# Directions for this task
Rewrite the records from the line containing "the black stethoscope" through the end of the records, changing "thickest part" to "widest part" and leaving all other text as it stands.

Position annotation records:
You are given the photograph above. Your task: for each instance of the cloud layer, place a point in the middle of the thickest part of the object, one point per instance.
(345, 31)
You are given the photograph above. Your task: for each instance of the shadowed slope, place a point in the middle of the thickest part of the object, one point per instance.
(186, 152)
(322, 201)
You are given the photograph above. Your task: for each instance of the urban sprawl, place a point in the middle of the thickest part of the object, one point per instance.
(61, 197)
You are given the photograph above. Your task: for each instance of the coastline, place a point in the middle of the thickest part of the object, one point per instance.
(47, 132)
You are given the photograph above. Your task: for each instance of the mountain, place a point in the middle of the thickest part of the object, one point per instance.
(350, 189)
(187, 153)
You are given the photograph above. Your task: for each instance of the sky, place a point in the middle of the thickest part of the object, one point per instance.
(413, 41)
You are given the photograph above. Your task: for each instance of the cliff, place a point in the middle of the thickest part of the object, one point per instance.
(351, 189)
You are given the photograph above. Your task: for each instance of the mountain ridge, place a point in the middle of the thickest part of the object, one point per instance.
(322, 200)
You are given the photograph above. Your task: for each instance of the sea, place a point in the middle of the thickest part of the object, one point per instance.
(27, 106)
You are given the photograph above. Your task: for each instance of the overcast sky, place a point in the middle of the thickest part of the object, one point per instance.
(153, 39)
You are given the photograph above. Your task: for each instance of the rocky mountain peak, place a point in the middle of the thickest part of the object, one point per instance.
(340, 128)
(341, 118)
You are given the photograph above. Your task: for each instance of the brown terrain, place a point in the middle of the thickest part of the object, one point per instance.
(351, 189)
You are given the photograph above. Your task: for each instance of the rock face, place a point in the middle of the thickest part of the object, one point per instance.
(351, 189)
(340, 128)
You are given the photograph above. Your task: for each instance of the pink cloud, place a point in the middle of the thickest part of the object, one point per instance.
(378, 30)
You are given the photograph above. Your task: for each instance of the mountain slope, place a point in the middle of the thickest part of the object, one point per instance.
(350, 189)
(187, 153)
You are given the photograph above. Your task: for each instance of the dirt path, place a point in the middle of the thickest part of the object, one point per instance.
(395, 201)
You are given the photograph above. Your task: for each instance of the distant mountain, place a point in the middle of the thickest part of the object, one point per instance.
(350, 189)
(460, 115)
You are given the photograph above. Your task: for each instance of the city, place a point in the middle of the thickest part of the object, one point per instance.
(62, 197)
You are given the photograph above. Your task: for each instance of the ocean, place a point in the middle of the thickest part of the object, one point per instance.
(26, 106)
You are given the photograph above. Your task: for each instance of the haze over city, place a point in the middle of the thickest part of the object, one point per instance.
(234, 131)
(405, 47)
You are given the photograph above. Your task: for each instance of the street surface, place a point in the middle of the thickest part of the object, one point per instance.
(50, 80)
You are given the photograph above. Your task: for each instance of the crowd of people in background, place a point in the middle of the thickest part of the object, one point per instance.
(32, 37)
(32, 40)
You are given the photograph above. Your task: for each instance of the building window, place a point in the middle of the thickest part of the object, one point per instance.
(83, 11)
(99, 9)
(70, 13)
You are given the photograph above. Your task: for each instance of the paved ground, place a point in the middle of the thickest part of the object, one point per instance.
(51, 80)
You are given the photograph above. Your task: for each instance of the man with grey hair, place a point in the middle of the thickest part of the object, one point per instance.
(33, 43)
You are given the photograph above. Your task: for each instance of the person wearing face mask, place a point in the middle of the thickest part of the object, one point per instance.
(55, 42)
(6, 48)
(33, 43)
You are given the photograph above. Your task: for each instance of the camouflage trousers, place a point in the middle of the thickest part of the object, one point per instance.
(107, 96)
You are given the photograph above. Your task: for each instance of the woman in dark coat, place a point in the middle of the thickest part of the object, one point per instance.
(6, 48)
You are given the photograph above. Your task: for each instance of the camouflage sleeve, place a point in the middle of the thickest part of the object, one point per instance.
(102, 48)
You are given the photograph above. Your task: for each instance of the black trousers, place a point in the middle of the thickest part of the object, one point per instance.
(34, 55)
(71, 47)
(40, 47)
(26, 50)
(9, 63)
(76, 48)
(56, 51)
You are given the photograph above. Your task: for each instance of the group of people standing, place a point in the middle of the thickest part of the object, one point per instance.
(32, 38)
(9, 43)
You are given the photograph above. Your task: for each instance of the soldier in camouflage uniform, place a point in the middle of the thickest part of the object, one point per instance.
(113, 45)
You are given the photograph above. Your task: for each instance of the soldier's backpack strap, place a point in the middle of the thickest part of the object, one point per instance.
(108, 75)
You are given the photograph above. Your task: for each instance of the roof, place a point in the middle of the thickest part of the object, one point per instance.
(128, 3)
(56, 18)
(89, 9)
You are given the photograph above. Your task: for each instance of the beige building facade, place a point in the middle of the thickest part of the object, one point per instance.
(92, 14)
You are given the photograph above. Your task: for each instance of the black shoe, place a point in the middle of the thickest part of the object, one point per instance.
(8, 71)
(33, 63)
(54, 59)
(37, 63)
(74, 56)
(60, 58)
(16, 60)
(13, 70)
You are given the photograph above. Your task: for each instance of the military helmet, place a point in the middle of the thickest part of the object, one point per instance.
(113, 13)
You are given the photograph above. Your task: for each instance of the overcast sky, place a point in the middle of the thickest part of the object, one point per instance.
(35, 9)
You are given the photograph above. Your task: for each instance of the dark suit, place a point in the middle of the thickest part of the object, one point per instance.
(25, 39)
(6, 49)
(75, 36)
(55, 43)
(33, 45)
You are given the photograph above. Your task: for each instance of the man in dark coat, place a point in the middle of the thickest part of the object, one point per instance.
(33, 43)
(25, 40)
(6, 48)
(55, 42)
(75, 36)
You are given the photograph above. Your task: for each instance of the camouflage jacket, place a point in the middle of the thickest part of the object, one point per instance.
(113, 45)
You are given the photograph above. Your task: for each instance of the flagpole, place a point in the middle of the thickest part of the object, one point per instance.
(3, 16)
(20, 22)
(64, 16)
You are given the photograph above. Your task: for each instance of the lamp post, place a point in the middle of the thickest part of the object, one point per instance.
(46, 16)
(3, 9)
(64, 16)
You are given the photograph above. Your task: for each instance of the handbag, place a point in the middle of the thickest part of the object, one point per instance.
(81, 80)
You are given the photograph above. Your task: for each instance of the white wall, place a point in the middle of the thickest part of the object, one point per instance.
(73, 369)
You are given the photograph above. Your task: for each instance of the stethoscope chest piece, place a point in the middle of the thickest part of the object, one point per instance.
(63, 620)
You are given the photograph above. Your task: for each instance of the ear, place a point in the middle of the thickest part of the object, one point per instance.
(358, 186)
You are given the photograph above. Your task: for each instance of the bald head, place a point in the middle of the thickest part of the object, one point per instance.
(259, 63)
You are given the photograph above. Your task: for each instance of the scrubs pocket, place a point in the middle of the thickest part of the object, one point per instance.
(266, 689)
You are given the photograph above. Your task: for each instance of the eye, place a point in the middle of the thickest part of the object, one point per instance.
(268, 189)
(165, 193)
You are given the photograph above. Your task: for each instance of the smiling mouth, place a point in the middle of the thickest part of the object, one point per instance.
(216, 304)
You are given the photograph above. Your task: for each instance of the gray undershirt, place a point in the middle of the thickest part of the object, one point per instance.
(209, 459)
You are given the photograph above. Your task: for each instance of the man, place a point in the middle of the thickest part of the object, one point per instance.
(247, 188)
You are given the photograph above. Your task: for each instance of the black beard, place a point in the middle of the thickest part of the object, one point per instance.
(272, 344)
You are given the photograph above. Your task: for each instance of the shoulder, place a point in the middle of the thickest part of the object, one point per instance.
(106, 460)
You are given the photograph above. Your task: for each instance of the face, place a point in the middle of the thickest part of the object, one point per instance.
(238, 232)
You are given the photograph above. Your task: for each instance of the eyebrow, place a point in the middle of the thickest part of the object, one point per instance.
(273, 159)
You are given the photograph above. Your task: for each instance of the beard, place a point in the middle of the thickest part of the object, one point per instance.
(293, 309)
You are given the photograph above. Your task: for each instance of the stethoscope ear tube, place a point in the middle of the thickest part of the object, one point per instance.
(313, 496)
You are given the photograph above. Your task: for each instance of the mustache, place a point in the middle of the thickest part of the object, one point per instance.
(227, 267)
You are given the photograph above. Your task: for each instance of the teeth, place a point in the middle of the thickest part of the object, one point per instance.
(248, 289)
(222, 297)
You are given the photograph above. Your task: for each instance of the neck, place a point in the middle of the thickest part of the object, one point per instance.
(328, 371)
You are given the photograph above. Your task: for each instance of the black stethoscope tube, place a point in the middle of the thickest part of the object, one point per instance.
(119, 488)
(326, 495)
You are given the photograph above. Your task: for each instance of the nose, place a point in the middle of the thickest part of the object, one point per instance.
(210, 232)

# The completed task
You are given the photograph above. Your task: for each instance of the black stethoscope tube, place a point in the middle of the widest part of the object, one point per instance.
(119, 488)
(326, 495)
You are given the photograph above. Your task: for each instance of the nose, place a point in the middle of the widest part of the object, one point per instance.
(210, 232)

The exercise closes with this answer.